Entri dari dataset penunjukan:
--

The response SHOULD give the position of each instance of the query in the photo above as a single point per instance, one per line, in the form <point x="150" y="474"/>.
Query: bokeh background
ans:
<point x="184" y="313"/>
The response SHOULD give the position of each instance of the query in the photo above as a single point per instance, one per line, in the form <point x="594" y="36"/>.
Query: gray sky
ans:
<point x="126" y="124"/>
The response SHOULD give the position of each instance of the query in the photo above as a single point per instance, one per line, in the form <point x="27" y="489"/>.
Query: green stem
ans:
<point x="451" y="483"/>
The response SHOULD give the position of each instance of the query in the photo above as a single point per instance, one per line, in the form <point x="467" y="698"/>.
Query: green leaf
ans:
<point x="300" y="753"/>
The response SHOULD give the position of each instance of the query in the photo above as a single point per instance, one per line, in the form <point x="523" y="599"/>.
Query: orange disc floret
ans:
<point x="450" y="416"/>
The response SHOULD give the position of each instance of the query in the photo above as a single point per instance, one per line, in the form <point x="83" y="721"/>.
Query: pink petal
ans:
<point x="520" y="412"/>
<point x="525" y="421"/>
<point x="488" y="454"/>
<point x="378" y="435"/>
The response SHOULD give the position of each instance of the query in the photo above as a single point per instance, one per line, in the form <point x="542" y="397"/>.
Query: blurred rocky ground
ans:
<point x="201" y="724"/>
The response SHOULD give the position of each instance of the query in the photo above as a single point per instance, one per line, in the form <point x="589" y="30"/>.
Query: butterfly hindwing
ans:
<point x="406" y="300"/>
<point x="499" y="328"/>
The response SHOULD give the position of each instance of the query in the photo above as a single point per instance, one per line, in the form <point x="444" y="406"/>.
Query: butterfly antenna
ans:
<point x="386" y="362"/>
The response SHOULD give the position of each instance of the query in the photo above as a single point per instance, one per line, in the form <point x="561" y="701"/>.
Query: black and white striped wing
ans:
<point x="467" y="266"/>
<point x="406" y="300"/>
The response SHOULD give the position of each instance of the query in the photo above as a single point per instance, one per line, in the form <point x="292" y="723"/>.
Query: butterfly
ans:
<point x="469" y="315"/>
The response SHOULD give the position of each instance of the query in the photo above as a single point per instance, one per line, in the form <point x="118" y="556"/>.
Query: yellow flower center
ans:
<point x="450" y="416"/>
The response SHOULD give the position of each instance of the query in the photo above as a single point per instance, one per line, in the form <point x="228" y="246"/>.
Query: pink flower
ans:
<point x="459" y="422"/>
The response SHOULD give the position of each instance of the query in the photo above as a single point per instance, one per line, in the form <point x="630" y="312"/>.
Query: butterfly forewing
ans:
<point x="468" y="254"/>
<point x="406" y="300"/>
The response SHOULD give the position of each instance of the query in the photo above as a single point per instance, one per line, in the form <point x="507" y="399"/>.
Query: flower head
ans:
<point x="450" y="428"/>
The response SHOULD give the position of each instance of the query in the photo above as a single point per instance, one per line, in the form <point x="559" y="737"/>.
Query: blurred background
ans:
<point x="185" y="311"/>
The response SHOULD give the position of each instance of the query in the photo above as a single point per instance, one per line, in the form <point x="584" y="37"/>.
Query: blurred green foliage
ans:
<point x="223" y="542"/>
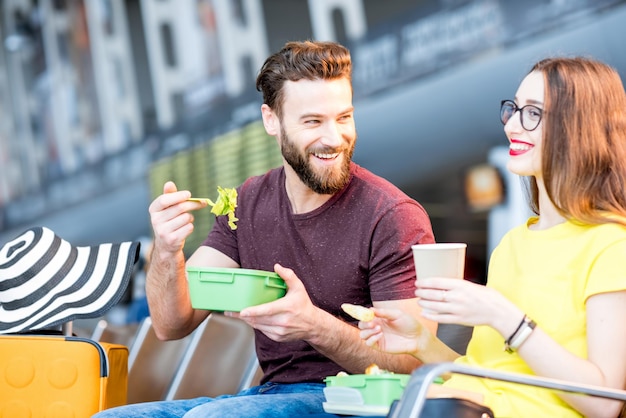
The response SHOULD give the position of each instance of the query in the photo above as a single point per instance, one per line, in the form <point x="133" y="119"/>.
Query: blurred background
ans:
<point x="102" y="101"/>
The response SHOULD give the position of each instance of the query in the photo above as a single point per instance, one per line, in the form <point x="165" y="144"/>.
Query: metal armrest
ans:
<point x="414" y="396"/>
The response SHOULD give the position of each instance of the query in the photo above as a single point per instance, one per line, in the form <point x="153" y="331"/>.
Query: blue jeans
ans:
<point x="270" y="400"/>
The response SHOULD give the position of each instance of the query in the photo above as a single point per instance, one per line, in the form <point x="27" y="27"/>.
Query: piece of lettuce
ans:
<point x="225" y="205"/>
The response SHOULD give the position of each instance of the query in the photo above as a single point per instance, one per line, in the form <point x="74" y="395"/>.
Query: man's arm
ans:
<point x="166" y="281"/>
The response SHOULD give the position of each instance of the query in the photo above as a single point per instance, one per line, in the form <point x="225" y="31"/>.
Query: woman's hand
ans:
<point x="454" y="301"/>
<point x="393" y="331"/>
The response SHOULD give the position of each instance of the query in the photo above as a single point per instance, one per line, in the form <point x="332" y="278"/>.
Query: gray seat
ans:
<point x="152" y="363"/>
<point x="220" y="359"/>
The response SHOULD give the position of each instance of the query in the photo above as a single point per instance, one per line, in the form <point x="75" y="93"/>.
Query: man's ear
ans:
<point x="270" y="120"/>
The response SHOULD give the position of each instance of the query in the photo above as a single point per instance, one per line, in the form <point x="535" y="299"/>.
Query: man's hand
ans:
<point x="170" y="218"/>
<point x="290" y="318"/>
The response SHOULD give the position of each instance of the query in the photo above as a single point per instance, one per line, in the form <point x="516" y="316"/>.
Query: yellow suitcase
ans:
<point x="60" y="376"/>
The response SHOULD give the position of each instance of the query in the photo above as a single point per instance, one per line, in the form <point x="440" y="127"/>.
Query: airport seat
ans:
<point x="220" y="359"/>
<point x="152" y="363"/>
<point x="414" y="396"/>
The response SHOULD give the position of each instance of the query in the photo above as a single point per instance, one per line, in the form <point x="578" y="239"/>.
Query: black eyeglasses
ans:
<point x="530" y="115"/>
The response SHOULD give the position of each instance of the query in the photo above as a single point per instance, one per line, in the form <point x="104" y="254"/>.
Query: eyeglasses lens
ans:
<point x="506" y="111"/>
<point x="530" y="115"/>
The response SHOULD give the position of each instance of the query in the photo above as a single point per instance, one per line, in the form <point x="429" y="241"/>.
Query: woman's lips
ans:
<point x="517" y="147"/>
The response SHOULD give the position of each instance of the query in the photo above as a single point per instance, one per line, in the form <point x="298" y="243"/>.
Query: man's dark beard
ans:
<point x="318" y="183"/>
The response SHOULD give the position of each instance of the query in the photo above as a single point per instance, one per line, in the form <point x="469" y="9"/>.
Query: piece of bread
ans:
<point x="358" y="312"/>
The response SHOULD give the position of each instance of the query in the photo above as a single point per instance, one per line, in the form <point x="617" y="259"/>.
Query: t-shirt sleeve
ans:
<point x="392" y="270"/>
<point x="608" y="273"/>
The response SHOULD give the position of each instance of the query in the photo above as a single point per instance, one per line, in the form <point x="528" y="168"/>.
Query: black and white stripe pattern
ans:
<point x="45" y="281"/>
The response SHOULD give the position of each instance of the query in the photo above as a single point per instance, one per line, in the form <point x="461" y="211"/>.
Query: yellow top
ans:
<point x="548" y="274"/>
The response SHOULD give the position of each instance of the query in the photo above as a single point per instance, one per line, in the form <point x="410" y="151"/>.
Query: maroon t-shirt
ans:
<point x="356" y="248"/>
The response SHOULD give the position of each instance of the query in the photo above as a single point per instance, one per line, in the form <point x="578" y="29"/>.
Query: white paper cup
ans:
<point x="439" y="260"/>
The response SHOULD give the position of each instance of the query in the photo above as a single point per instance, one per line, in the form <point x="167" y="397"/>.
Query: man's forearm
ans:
<point x="168" y="296"/>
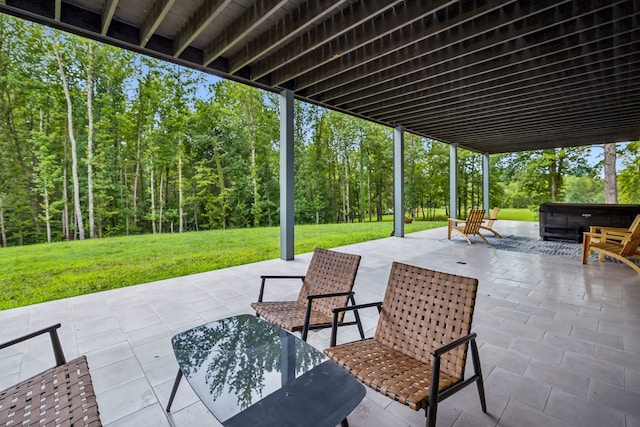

--

## Tujuan
Kumpulkan semua baris data di atas yang memuat kata "butterfly". Huruf besar dan kecil dibedakan.

## Hasil Tugas
Query: butterfly hindwing
Query: butterfly antenna
Query: butterfly
Query: butterfly forewing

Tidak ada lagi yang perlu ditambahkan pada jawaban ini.